*READING TEXT*:
■ ■ ■ ■ ■

Question Details

A projectile is fired with velocity u making angle θ with the horizontal. What is the change in velocity when it is at the highest point

Options

A

u cosθ

B

u

C

u sinθ

D

(u cosθ-u)

Correct Answer :

u sinθ

Solution :

To find the change in velocity of the projectile when it reaches its highest point, we analyze the velocity components at the point of projection and at the highest point.

Let the horizontal direction be the positive x-axis and the vertical direction be the positive y-axis.

■ ■ ■ ■ ■

*SUPPLIED INFORMATION*:
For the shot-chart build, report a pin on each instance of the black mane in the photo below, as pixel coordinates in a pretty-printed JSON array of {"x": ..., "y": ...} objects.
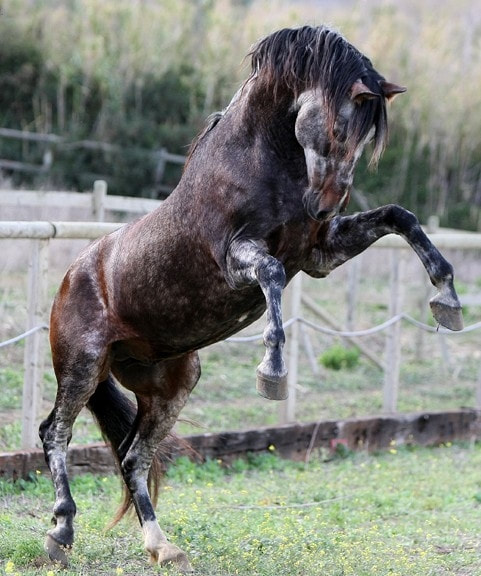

■ ■ ■ ■ ■

*WHAT YOU WILL DO*:
a - Reproduce the passage of the projectile problem starting with "To find the" and going on through "the positive y-axis.".
b - In the solution to the projectile problem, which direction is taken as the positive y-axis?

*RESPONSE LIST*:
a -
To find the change in velocity of the projectile when it reaches its highest point, we analyze the velocity components at the point of projection and at the highest point.

Let the horizontal direction be the positive x-axis and the vertical direction be the positive y-axis.

b - The vertical direction.